■ WRITTEN INSTRUCTION: Locate each line in the records below that contains the word "shoulder", and copy every such line in full.

■ RECORDS FOR THIS TASK:
========================================
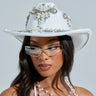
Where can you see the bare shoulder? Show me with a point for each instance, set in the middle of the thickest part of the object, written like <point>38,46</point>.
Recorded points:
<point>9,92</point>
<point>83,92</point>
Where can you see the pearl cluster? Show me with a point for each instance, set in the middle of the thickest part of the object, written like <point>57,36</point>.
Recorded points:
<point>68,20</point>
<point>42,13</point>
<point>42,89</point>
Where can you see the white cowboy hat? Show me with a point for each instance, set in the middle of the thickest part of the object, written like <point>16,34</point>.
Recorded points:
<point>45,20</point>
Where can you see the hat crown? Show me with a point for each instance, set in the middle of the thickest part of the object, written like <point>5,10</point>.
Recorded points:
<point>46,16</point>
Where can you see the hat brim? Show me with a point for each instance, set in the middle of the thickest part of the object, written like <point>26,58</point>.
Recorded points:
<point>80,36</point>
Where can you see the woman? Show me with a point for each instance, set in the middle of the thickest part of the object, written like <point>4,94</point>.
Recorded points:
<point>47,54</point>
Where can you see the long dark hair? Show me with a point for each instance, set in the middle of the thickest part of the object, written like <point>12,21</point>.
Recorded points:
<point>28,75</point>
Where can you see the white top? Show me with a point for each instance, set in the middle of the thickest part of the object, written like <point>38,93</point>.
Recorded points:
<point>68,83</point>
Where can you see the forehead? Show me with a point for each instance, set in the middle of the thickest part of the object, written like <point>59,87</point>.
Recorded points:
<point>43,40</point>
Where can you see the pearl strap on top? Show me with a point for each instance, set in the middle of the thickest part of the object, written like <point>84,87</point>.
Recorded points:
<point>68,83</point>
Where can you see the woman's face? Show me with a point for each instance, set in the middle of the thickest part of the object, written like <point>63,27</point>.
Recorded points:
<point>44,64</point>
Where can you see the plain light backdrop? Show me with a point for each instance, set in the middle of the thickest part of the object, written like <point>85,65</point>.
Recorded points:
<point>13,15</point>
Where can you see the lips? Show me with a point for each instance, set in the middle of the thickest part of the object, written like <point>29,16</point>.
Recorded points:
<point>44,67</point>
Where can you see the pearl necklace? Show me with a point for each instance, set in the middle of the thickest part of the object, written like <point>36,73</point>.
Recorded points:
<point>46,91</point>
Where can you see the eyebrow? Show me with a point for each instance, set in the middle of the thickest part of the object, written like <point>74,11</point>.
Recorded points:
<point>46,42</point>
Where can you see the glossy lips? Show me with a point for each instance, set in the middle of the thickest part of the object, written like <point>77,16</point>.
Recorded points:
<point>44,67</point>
========================================
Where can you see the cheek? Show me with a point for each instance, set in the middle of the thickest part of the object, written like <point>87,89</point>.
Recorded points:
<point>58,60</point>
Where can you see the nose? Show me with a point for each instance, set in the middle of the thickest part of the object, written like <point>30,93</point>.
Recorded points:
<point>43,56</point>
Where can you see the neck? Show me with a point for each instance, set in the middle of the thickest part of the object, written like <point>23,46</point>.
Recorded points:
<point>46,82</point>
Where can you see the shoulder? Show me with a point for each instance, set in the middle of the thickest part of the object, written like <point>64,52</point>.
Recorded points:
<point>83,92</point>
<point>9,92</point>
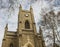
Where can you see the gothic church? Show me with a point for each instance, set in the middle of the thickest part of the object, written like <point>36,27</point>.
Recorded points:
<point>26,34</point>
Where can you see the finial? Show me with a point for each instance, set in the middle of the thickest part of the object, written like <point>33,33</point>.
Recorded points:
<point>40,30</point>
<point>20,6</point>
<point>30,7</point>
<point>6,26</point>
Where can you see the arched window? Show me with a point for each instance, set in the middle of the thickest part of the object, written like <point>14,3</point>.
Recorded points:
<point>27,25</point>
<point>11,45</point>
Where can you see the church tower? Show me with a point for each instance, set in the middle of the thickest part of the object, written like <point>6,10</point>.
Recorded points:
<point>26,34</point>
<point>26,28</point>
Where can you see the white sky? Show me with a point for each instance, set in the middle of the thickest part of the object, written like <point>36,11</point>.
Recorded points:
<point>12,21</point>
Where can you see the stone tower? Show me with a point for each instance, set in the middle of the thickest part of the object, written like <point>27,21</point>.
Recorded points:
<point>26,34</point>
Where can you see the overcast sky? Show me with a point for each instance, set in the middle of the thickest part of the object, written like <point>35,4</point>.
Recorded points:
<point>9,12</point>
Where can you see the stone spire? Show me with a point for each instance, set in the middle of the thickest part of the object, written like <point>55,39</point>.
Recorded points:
========================================
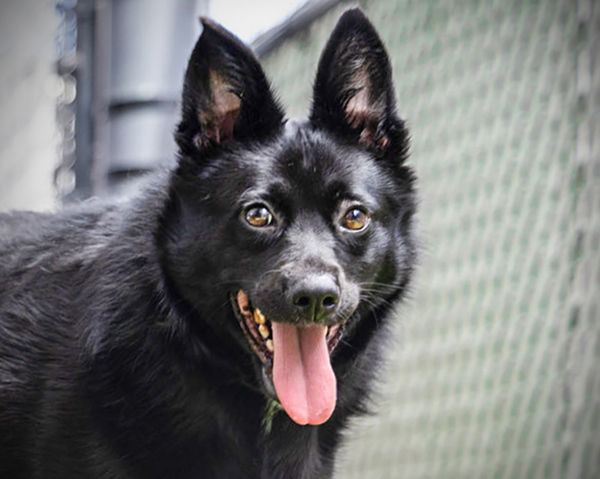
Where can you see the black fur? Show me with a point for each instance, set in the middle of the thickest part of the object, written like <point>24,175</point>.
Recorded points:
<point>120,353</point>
========================================
■ WORKED SOLUTION:
Where can you see the bare shoulder? Show me with a point for each instance, set in the middle of the thickest part of the object, written like <point>38,46</point>.
Where can you see the shoulder? Show me with a point for each instance, set in the middle of the thickest part of the object, written like <point>64,52</point>.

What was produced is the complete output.